▶ [Brano da leggere]:
=====

Morgan Stanley offre modalità alternative per investire nell’ambito dell’intelligenza artificiale al di là dei consueti titoli azionari.
“Le aziende che sono precoci nella adozione dell’IA continuano a essere i nostri preferiti, ma anche quelli dove i nostri analisti vedono il maggiore potenziale di aumento della produttività”, hanno scritto gli analisti guidati dal londinese Edward Stanley.
La banca vede la diffusione dell’IA in più fasi, iniziando con aziende come Microsoft, Meta Platforms e i nomi popolari nel settore dei semiconduttori. Tra i beneficiari ci sono aziende che sono pronte a ottenere un aumento di produttività dall’IA.
Nel breve termine, Morgan Stanley considera “la catena di approvvigionamento degli smartphone come il modo meno scontato e più ricco di catalizzatori per investire sul tema dell’IA”, mentre a lungo termine potrebbero emergere opportunità quando i PC abilitano il “crescente trend dell’IA Edge”, e la robotica “gioca un ruolo importante nel guidare questo sottotema dell’IA nel corso del resto del decennio”.
Le aziende che forniscono l’energia per i data center e che soddisfano la necessità di maggiore efficienza energetica dovrebbero trarre profitto dall’aumento dell’uso di energia per questi strumenti fino al 4% del consumo totale di energia entro il 2035 dallo 1% attuale.

=====

(Voci di dati)
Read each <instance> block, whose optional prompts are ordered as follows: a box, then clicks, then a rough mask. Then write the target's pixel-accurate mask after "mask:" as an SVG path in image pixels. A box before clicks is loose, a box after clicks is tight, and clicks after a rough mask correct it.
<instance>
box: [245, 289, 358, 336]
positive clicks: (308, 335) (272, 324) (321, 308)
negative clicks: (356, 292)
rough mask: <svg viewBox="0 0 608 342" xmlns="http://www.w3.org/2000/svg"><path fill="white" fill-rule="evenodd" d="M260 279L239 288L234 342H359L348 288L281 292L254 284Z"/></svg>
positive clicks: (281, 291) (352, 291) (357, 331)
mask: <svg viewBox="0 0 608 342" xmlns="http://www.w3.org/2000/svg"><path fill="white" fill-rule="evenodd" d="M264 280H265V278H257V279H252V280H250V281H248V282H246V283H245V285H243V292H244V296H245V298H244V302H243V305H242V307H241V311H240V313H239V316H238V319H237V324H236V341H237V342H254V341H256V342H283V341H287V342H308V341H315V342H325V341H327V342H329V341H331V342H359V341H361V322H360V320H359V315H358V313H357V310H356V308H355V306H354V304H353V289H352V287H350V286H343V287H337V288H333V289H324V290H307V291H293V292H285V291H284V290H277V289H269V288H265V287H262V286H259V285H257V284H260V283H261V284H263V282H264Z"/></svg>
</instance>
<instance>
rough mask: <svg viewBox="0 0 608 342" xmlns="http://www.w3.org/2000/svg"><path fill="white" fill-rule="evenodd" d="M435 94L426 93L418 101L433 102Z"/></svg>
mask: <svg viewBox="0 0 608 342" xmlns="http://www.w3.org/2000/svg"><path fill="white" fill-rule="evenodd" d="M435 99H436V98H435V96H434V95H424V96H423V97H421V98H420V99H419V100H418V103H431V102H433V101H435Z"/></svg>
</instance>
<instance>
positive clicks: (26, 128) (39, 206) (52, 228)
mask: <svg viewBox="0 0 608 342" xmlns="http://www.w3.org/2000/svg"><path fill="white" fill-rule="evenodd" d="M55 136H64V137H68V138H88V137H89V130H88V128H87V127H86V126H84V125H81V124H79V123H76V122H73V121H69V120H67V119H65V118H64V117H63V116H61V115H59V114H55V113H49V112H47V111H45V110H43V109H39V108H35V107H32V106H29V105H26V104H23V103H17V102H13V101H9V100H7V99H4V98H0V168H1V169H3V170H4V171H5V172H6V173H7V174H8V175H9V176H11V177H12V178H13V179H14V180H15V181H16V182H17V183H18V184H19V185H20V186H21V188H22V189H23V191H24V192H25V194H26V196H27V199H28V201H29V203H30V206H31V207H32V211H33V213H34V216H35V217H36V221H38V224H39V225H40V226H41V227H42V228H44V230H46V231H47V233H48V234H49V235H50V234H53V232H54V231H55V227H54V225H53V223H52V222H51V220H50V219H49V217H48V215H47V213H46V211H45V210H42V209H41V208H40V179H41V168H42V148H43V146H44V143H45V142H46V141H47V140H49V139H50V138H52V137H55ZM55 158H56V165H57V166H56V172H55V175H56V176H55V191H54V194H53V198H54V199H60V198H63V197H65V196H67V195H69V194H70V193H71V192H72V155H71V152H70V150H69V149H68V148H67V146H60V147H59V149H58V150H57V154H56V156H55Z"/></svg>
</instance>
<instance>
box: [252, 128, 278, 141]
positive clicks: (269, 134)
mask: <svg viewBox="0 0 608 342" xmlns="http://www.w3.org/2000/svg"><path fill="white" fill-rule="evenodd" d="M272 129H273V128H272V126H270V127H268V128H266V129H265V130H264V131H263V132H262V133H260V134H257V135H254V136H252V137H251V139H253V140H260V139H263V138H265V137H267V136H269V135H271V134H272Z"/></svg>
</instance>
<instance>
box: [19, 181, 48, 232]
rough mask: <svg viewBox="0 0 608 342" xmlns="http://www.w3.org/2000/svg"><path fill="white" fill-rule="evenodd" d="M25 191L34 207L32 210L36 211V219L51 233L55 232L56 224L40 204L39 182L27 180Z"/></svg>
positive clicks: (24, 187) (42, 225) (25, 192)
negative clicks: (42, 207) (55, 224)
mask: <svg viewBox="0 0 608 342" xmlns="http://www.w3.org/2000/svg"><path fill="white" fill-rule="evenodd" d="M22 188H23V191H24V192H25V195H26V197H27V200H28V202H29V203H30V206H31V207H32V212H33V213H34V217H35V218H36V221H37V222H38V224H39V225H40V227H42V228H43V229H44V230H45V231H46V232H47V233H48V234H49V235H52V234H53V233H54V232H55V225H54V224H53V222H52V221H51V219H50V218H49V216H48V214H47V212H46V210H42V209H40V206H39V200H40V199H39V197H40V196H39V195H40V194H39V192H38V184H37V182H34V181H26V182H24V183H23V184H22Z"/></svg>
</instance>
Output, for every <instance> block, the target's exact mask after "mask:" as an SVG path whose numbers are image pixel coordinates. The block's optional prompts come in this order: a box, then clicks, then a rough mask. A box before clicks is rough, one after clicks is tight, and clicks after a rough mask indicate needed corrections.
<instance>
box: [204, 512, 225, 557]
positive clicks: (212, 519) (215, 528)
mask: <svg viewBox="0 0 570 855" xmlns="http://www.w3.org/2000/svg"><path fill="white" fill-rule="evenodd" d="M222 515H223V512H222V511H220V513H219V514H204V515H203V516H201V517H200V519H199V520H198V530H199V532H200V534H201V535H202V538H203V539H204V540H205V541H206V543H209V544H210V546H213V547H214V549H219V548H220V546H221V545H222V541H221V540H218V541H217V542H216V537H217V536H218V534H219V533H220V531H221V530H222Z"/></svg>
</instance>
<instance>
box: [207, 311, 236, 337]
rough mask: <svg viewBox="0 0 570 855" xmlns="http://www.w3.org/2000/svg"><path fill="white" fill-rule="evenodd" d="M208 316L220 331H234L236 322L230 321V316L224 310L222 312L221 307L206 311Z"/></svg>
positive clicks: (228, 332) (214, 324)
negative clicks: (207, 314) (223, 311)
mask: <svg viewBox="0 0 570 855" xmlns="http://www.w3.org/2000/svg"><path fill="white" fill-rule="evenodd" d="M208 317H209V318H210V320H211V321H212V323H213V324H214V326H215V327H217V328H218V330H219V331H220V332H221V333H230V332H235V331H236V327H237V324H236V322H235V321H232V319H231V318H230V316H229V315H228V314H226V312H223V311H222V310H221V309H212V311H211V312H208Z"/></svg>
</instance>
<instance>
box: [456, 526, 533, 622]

=====

▶ [Dettagli esercizio]:
Trascrivi dal brano sugli investimenti nell'intelligenza artificiale il passo che comincia con le parole "Morgan Stanley offre" e si chiude dopo le parole "di produttività dall’IA.".

▶ [Risposta finale]:
Morgan Stanley offre modalità alternative per investire nell’ambito dell’intelligenza artificiale al di là dei consueti titoli azionari.
“Le aziende che sono precoci nella adozione dell’IA continuano a essere i nostri preferiti, ma anche quelli dove i nostri analisti vedono il maggiore potenziale di aumento della produttività”, hanno scritto gli analisti guidati dal londinese Edward Stanley.
La banca vede la diffusione dell’IA in più fasi, iniziando con aziende come Microsoft, Meta Platforms e i nomi popolari nel settore dei semiconduttori. Tra i beneficiari ci sono aziende che sono pronte a ottenere un aumento di produttività dall’IA.